» Material supplied
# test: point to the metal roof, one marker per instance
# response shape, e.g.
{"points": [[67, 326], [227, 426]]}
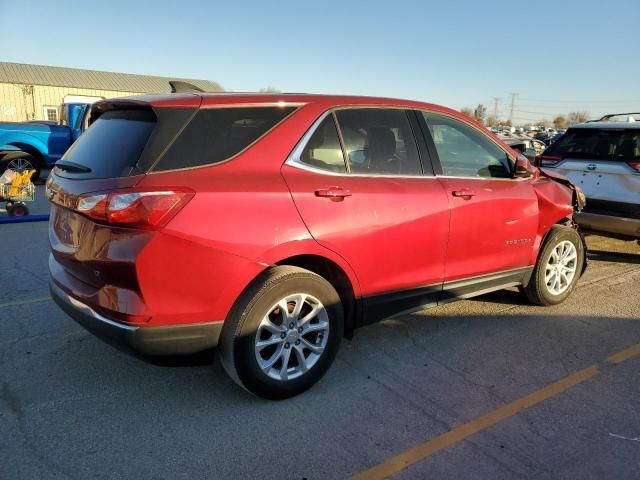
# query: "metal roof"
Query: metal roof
{"points": [[92, 79]]}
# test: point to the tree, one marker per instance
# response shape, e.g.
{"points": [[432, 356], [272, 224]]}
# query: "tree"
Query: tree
{"points": [[577, 117], [467, 111], [560, 121]]}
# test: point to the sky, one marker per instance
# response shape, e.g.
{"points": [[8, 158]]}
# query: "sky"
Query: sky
{"points": [[558, 56]]}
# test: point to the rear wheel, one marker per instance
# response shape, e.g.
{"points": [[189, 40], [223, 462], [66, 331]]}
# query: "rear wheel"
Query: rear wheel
{"points": [[558, 268], [283, 333]]}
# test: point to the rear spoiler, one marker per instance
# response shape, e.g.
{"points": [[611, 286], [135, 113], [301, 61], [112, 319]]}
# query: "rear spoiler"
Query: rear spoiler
{"points": [[178, 86], [630, 117]]}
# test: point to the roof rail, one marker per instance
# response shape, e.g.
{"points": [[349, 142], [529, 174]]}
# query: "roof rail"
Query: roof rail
{"points": [[630, 117], [178, 86]]}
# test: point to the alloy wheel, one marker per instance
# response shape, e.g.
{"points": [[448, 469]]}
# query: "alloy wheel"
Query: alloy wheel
{"points": [[292, 337], [561, 267]]}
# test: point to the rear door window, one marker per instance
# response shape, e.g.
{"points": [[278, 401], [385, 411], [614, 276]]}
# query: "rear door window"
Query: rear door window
{"points": [[379, 141], [218, 134], [598, 144], [112, 146], [464, 151]]}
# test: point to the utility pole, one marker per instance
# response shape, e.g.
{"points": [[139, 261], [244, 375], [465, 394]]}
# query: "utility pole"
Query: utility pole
{"points": [[495, 107], [513, 102]]}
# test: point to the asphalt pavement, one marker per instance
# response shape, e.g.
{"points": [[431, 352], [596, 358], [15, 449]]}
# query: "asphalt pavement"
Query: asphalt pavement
{"points": [[73, 407]]}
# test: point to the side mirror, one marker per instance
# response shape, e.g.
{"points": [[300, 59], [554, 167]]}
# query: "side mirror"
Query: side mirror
{"points": [[523, 168]]}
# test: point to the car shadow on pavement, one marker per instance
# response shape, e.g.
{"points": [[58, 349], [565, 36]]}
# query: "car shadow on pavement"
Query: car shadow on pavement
{"points": [[504, 297], [616, 257]]}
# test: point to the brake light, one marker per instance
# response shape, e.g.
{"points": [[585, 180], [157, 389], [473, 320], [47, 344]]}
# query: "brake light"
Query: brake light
{"points": [[635, 165], [146, 209], [546, 160]]}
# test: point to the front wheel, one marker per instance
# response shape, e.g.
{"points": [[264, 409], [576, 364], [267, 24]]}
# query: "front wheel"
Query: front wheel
{"points": [[283, 333], [558, 268]]}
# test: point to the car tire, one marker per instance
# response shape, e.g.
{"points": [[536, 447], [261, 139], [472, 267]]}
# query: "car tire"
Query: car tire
{"points": [[277, 359], [19, 161], [559, 266]]}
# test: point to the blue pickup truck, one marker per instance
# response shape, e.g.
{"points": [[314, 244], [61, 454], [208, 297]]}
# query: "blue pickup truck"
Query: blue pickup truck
{"points": [[40, 144]]}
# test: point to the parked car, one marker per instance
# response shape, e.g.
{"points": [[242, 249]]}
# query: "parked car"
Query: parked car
{"points": [[268, 225], [603, 158], [529, 147], [37, 144]]}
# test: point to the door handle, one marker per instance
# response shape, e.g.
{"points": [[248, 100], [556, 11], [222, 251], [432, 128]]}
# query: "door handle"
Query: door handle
{"points": [[334, 193], [464, 193]]}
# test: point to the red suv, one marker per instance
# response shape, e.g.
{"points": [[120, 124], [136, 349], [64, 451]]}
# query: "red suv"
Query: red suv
{"points": [[268, 225]]}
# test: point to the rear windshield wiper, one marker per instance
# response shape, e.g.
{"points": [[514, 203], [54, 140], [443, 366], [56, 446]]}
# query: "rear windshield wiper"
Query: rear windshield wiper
{"points": [[68, 166]]}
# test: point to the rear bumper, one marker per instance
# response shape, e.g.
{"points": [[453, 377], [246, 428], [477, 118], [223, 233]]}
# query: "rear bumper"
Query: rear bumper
{"points": [[629, 227], [163, 340]]}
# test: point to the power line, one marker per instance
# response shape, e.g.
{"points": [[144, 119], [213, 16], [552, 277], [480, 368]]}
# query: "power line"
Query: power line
{"points": [[578, 102]]}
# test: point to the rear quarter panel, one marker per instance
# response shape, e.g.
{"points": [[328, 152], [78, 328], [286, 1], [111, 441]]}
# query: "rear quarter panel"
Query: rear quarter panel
{"points": [[555, 202]]}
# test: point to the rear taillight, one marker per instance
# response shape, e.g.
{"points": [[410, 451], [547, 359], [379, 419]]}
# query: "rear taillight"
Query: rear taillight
{"points": [[635, 165], [147, 209], [546, 160]]}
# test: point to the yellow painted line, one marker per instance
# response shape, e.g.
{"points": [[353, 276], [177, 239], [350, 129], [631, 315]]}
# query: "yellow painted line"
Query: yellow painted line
{"points": [[420, 452], [25, 302]]}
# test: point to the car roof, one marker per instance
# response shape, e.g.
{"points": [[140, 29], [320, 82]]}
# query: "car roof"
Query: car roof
{"points": [[607, 125], [250, 98]]}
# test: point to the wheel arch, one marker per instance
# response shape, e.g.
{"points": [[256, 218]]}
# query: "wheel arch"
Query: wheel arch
{"points": [[541, 239], [336, 276], [31, 149]]}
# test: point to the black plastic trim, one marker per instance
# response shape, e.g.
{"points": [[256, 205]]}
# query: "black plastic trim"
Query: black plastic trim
{"points": [[384, 305]]}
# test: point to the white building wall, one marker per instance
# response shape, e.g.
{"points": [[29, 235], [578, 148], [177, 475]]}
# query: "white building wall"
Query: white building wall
{"points": [[19, 103]]}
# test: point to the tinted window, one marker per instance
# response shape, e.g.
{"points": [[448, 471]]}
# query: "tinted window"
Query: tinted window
{"points": [[623, 145], [217, 134], [323, 149], [113, 144], [379, 141], [464, 151]]}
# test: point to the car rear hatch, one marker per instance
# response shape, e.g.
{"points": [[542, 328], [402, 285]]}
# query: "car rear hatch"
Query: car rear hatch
{"points": [[604, 163], [99, 220]]}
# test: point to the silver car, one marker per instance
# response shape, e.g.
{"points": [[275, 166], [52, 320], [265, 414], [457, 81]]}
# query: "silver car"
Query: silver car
{"points": [[603, 158]]}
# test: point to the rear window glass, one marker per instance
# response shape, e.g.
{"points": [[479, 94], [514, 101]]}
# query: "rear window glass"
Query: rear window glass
{"points": [[112, 145], [217, 134], [592, 143]]}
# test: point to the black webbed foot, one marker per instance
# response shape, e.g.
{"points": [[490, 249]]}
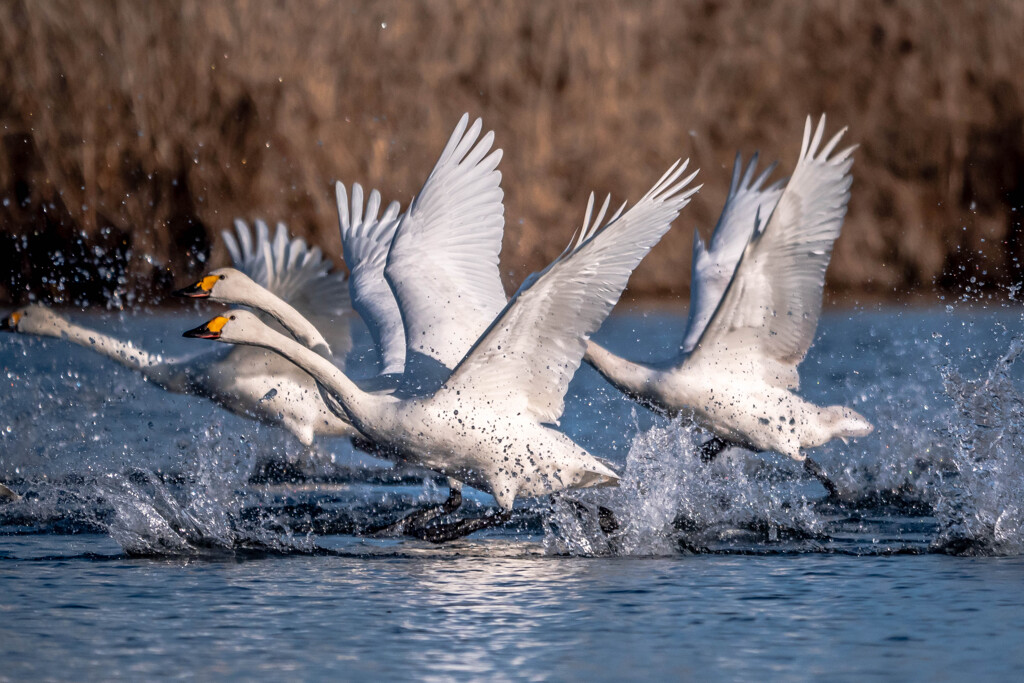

» What you should do
Exactly as written, return each line above and leave the pictures behind.

» Reply to the task
# test: point to the metal roof, one marker per instance
# response shape, e.g.
{"points": [[67, 326], [227, 426]]}
# query: "metal roof"
Query: metal roof
{"points": [[92, 79]]}
# test: point to the tree, one marker per instance
# response shape, e.g.
{"points": [[432, 356], [272, 224]]}
# query: "tree"
Query: tree
{"points": [[577, 117], [467, 111], [560, 121]]}
# test: point to the sky, one marker per instance
# response shape, e.g.
{"points": [[8, 158]]}
# query: "sky"
Query: sky
{"points": [[558, 56]]}
# test: point to the rear wheel, one marker per instance
# response shape, e.g.
{"points": [[189, 40], [223, 462], [66, 331]]}
# query: "rear wheel"
Query: rear wheel
{"points": [[558, 268], [283, 333]]}
# test: point to the rear spoiler, one marker per instance
# response shape, e.g.
{"points": [[611, 286], [135, 113], [301, 61], [112, 319]]}
# query: "rear spoiler"
Query: rear spoiler
{"points": [[178, 86], [630, 117]]}
# test: point to the roof rail, one marker per instance
# response shape, e.g.
{"points": [[349, 142], [529, 174]]}
# query: "roof rail"
Query: roof rail
{"points": [[630, 117], [178, 86]]}
# test: point to the alloy wheel, one marker per instance
# response shape, e.g.
{"points": [[448, 469]]}
# query: "alloy wheel"
Query: alloy wheel
{"points": [[292, 337], [561, 267]]}
# test: point to the rear door window, one marker per instance
# response shape, e.g.
{"points": [[278, 401], [385, 411], [614, 276]]}
# query: "rear door window"
Query: rear door window
{"points": [[379, 141], [218, 134], [598, 144], [112, 146], [464, 151]]}
# test: point to the utility pole, one marker per instance
# response shape, e.g.
{"points": [[139, 261], [244, 375], [465, 394]]}
# query: "utility pole"
Query: utility pole
{"points": [[495, 107], [513, 102]]}
# test: point to the asphalt pavement, one marker per instance
# response shape, e.g.
{"points": [[431, 352], [596, 358], [15, 449]]}
# query: "asphalt pavement"
Query: asphalt pavement
{"points": [[73, 407]]}
# test: point to the side mirror, one marker per instance
# response shape, e.g.
{"points": [[300, 59], [554, 167]]}
# query: "side mirror"
Query: side mirror
{"points": [[523, 168]]}
# test: point to the car shadow on pavement, one marker per instance
# response shape, e.g.
{"points": [[58, 349], [565, 36]]}
# query: "car shadow on pavement"
Query: car shadow on pavement
{"points": [[504, 297], [616, 257]]}
# test: point to the brake light, one marker per instance
# response shape, e.g.
{"points": [[585, 180], [157, 389], [473, 320], [47, 344]]}
# query: "brake light"
Query: brake light
{"points": [[635, 165], [146, 209], [546, 160]]}
# test: point to the front wheel, one marker per instance
# response shape, e.g.
{"points": [[264, 409], [576, 364], [267, 24]]}
# query: "front wheel"
Query: front wheel
{"points": [[283, 333], [558, 268]]}
# test: point to the car tire, one marker per instance
# response shape, e.g.
{"points": [[536, 447], [261, 139], [472, 267]]}
# query: "car tire"
Query: car tire
{"points": [[277, 359], [19, 161], [559, 266]]}
# test: point to the blue pickup truck, one marker per instance
# response shape, e.g.
{"points": [[314, 244], [61, 454], [208, 297]]}
# query: "blue pickup truck"
Query: blue pickup truck
{"points": [[40, 144]]}
# test: point to the parked car, one marker per instance
# response shape, e.g.
{"points": [[242, 249]]}
# query: "parked car"
Query: parked car
{"points": [[268, 225], [603, 158], [529, 147], [37, 144]]}
# test: point to the door handle, one marker per instance
# response shape, e.g.
{"points": [[248, 100], [556, 11], [222, 251], [432, 128]]}
# query: "door handle"
Query: door handle
{"points": [[334, 193], [464, 193]]}
# test: point to the red suv, one marker per instance
# response shape, e.g.
{"points": [[120, 124], [136, 349], [64, 451]]}
# query: "red suv"
Query: red suv
{"points": [[268, 225]]}
# test: point to the rear windshield wiper, one marker per instance
# response shape, e.g.
{"points": [[514, 203], [54, 140], [443, 366], [56, 446]]}
# query: "rear windshield wiper"
Query: rear windshield wiper
{"points": [[68, 166]]}
# test: point to the rear bumper, one marker per instance
# response shape, e.g.
{"points": [[453, 377], [246, 428], [477, 118], [223, 233]]}
# query: "rear bumper"
Query: rear bumper
{"points": [[629, 227], [163, 340]]}
# test: point to the power line, one marker per instance
# response shape, e.g.
{"points": [[144, 119], [213, 16], [552, 277], [480, 368]]}
# query: "power line"
Query: power line
{"points": [[578, 102]]}
# test: point to the rear quarter panel, one marker per instance
# response shape, e.g.
{"points": [[328, 152], [78, 328], [286, 1], [111, 441]]}
# query: "rear quarter panel"
Query: rear quarter panel
{"points": [[555, 202]]}
# test: point to the rear taillight, one marker per instance
# response shape, e.g.
{"points": [[410, 451], [547, 359], [379, 419]]}
# query: "rear taillight"
Query: rear taillight
{"points": [[635, 165], [147, 209], [546, 160]]}
# test: point to the yellow painted line, one marker per instance
# response shape, e.g.
{"points": [[353, 276], [177, 239], [350, 129], [631, 315]]}
# query: "yellow painted line"
Query: yellow painted line
{"points": [[420, 452], [25, 302]]}
# test: point to the car roof, one marker per instance
# response shape, e.g.
{"points": [[140, 29], [320, 82]]}
# query: "car roof"
Query: car roof
{"points": [[607, 125], [250, 98]]}
# test: point to the wheel arch, one marker per instance
# response shape, e.g.
{"points": [[256, 218]]}
# query: "wheel arch"
Query: wheel arch
{"points": [[541, 239], [336, 276], [31, 149]]}
# test: point to the black plastic trim, one marker per instance
# response shape, e.g.
{"points": [[256, 205]]}
# query: "black plastic trim"
Query: black plastic trim
{"points": [[384, 305]]}
# test: point to the white building wall, one marker per instance
# response shape, e.g.
{"points": [[29, 235], [578, 148], [177, 475]]}
# query: "white building wall"
Query: white building wall
{"points": [[19, 103]]}
# test: point to the tinted window, one marker per instance
# response shape, e.g.
{"points": [[448, 471]]}
# query: "tinted window"
Query: tinted window
{"points": [[623, 145], [217, 134], [323, 149], [113, 144], [379, 141], [464, 151]]}
# test: point to the car rear hatch, one marker per instance
# response shape, e.g.
{"points": [[542, 328], [402, 285]]}
# query: "car rear hatch"
Query: car rear hatch
{"points": [[604, 163], [99, 220]]}
# test: point to the silver car, one marker per instance
# response shape, e.g.
{"points": [[275, 166], [52, 320], [265, 414], [457, 81]]}
# query: "silver car"
Query: silver car
{"points": [[603, 158]]}
# test: point to the rear window glass, one marker per instance
# response shape, e.g.
{"points": [[479, 94], [514, 101]]}
# query: "rear window glass"
Query: rear window glass
{"points": [[112, 145], [217, 134], [592, 143]]}
# test: point to the black webbed foot, one marker per instance
# response shape, e.g.
{"points": [[490, 249]]}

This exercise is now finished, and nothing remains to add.